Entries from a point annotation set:
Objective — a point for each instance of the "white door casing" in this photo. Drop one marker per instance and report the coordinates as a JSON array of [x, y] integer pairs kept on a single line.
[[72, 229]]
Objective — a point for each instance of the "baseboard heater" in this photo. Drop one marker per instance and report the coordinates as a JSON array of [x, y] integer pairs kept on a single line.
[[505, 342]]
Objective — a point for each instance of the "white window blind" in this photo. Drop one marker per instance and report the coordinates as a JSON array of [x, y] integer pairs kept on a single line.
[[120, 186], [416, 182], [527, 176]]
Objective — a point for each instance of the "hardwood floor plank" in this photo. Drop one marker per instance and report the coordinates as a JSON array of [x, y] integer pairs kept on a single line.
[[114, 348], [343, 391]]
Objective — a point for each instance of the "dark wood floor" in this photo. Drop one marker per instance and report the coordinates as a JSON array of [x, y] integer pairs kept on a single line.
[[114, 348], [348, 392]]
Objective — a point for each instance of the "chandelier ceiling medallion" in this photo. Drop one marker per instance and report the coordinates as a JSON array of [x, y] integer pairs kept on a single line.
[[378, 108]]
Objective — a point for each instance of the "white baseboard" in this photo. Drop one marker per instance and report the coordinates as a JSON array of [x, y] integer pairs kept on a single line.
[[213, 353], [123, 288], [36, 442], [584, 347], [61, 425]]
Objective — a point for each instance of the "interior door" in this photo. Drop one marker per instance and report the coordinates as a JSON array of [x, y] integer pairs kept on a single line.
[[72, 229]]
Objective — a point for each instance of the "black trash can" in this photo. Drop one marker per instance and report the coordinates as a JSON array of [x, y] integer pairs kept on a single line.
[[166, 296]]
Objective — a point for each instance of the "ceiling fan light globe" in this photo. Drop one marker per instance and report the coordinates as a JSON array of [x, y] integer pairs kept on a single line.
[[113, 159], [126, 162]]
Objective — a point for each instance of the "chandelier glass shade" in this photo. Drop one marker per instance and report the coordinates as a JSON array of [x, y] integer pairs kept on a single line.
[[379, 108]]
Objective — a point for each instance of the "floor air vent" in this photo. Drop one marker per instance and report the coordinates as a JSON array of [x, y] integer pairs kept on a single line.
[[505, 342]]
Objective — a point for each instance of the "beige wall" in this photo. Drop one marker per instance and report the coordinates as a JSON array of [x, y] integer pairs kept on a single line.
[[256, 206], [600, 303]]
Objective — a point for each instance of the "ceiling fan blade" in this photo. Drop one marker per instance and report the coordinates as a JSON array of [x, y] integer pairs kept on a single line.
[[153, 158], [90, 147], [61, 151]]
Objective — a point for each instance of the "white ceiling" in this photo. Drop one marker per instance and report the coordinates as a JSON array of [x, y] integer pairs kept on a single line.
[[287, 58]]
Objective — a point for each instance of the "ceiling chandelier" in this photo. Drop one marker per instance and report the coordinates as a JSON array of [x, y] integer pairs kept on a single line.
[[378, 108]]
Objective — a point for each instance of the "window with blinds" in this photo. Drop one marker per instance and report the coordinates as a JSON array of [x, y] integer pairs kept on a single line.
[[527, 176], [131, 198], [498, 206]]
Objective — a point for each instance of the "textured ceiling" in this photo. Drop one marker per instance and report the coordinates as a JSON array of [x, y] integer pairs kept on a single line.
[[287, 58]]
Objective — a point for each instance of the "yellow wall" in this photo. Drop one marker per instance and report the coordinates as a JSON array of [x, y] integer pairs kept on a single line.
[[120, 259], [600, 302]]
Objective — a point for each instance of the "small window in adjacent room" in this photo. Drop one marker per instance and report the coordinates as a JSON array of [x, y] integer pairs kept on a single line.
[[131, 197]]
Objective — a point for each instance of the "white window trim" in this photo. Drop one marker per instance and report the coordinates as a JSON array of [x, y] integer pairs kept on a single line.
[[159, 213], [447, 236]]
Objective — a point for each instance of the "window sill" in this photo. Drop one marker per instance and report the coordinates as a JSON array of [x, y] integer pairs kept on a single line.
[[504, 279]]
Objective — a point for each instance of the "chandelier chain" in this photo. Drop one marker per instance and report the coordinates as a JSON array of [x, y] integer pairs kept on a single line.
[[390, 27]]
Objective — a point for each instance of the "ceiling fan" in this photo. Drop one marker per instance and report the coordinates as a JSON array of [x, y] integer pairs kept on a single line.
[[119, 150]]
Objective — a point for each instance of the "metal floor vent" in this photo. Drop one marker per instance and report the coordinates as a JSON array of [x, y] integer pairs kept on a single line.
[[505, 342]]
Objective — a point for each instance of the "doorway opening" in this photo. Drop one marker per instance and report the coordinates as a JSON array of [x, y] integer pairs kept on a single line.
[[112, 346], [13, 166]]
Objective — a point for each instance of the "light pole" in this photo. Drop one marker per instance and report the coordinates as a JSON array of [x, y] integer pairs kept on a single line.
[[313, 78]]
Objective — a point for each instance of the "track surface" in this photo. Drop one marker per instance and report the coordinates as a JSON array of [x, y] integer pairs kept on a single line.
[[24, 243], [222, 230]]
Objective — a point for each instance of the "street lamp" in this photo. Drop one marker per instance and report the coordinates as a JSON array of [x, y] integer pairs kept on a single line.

Task statement: Recast the rows above as a Markdown table with the columns Number and Line. Give each non-blank line its own numbered table row, in order, and skip blank lines.

Answer:
| Number | Line |
|---|---|
| 1 | Objective — a point for each instance of the "white door casing" in this photo. Drop one marker per instance and report the coordinates as a JSON array of [x, y] integer pairs kept on a single line. |
| 2 | [[72, 229]] |
| 3 | Objective — a point for each instance of the "baseboard heater" in this photo. Drop one marker per instance and report the coordinates as a JSON array of [x, y] integer pairs kept on a single line. |
| 4 | [[505, 342]] |
| 5 | Objective — a point for each instance of the "white window blind" in this photo. Drop one marker per instance and report the coordinates as a JSON array of [x, y] integer pairs kept on a single line. |
| 6 | [[120, 186], [416, 182], [527, 176]] |
| 7 | Objective — a point for each instance of the "hardwood floor plank" in this photo. Drop one marker per instance and report the coordinates as a JSON array of [x, y] integer pairs kept on a single line. |
| 8 | [[114, 348], [343, 391]] |
| 9 | Objective — a point for each instance of the "dark wood floor" in this photo. Drop one marker per instance and report the coordinates as a JSON array of [x, y] integer pairs kept on a single line. |
| 10 | [[114, 348], [348, 392]] |
| 11 | Objective — a point for each instance of the "chandelier ceiling medallion" in this photo. Drop one marker per instance and report the coordinates as a JSON array of [x, y] integer pairs kept on a single line. |
| 12 | [[378, 108]] |
| 13 | Objective — a point for each instance of the "white baseboard" in this photo. Drop one marker per instance and report the coordinates as a JSON array of [x, y] integer pairs kept on a single line. |
| 14 | [[213, 353], [123, 288], [36, 442], [584, 347], [61, 425]] |
| 15 | Objective — a point for each instance of the "interior door" in this photo. Drop one marker per instance and report the coordinates as a JSON array of [x, y] integer pairs kept on a single line. |
| 16 | [[72, 229]] |
| 17 | Objective — a point for each instance of the "black trash can" in this photo. Drop one marker per instance and report the coordinates as a JSON array of [x, y] integer pairs kept on a single line. |
| 18 | [[166, 296]] |
| 19 | Objective — a point for each instance of the "ceiling fan light globe" in this photo. Drop one marker per instance and report the coordinates as a JSON array of [x, y] integer pairs kept on a single line. |
| 20 | [[113, 159], [126, 162]] |
| 21 | Objective — a point for each instance of the "chandelier glass shade" in this photo. Drop one marker per instance and report the coordinates as a JSON array of [x, y] integer pairs kept on a single line. |
| 22 | [[379, 108]] |
| 23 | Objective — a point for each instance of the "floor air vent" in this photo. Drop one marker per instance and report the coordinates as a JSON array of [x, y] integer pairs kept on a single line. |
| 24 | [[505, 342]] |
| 25 | Objective — a point for each instance of the "beige wall" in this photo. Drop one marker per instance and report the coordinates as a JSON array of [x, y] integer pairs kept on a single line. |
| 26 | [[256, 206], [600, 303]] |
| 27 | Objective — a point for each instance of the "ceiling fan blade" in this photo. Drop one marker per instance and report the coordinates as a JSON array of [x, y] integer pairs kept on a single line. |
| 28 | [[153, 158], [90, 147], [61, 151]] |
| 29 | Objective — a point for each instance of the "white ceiling" in this photo. Drop one marker per instance and report the coordinates as a JSON array of [x, y] integer pairs kept on a single line. |
| 30 | [[287, 58]] |
| 31 | Objective — a point for each instance of the "ceiling chandelier" in this photo. Drop one marker per instance and report the coordinates as a JSON array of [x, y] integer pairs kept on a single line. |
| 32 | [[378, 108]] |
| 33 | Objective — a point for each instance of the "window with blinds" in this photo. Drop one marker per instance and report the coordinates as a JSON array of [x, y] integer pairs kept on a single line. |
| 34 | [[527, 176], [131, 198], [498, 206]] |
| 35 | Objective — a point for each instance of the "textured ceiling" in this photo. Drop one marker per instance and report the coordinates as a JSON array of [x, y] integer pairs kept on a single line. |
| 36 | [[287, 58]] |
| 37 | Objective — a point for each instance of the "yellow wall" in this photo. Drop one marker per instance and report the coordinates as a JSON array of [x, y] integer pairs kept on a single line. |
| 38 | [[120, 259], [600, 302]] |
| 39 | Objective — a point for each instance of the "small window in adjacent room" in this photo. Drop one marker per instance and report the coordinates as a JSON array of [x, y] integer pairs kept on a single line. |
| 40 | [[131, 197]] |
| 41 | Objective — a point for each instance of the "white window trim" in this photo. Drop one marker per instance and report the coordinates as a JSON array of [x, y] integer pairs kept on a single line. |
| 42 | [[159, 213], [447, 236]] |
| 43 | Objective — a point for each instance of the "window sill" in this photo. Drop one marker per instance and report the coordinates as a JSON array of [x, y] integer pairs kept on a single line. |
| 44 | [[504, 279]] |
| 45 | Objective — a point for each instance of the "chandelier chain" in this photo. Drop one marker per instance and report the coordinates as a JSON array of [x, y] integer pairs kept on a single line. |
| 46 | [[390, 27]] |
| 47 | Objective — a point for each instance of the "ceiling fan" in this photo. Drop one marker per instance and report the coordinates as a JSON array of [x, y] integer pairs kept on a single line. |
| 48 | [[119, 150]] |
| 49 | Objective — a point for each instance of the "metal floor vent" in this photo. Drop one marker per instance and report the coordinates as a JSON array of [x, y] integer pairs kept on a single line. |
| 50 | [[505, 342]] |
| 51 | Objective — a point for each instance of the "doorway opening" in this photo. Drop one marker per instance and report the coordinates as a JSON array of [x, y] integer pairs kept on a single line. |
| 52 | [[112, 346], [13, 166]] |
| 53 | Objective — a point for each instance of the "light pole" in this photo. Drop one marker per instance and report the coordinates as a JSON array of [x, y] integer pairs kept on a single line. |
| 54 | [[313, 78]] |
| 55 | Objective — a point for each instance of the "track surface" in this photo. Drop one marker per instance and report the coordinates as a JSON array of [x, y] integer pairs kept on a single line. |
| 56 | [[24, 243], [222, 230]] |
| 57 | Objective — a point for each instance of the "street lamp" in this photo. Drop one marker per instance and report the coordinates as a JSON array of [x, y] integer pairs kept on a single line. |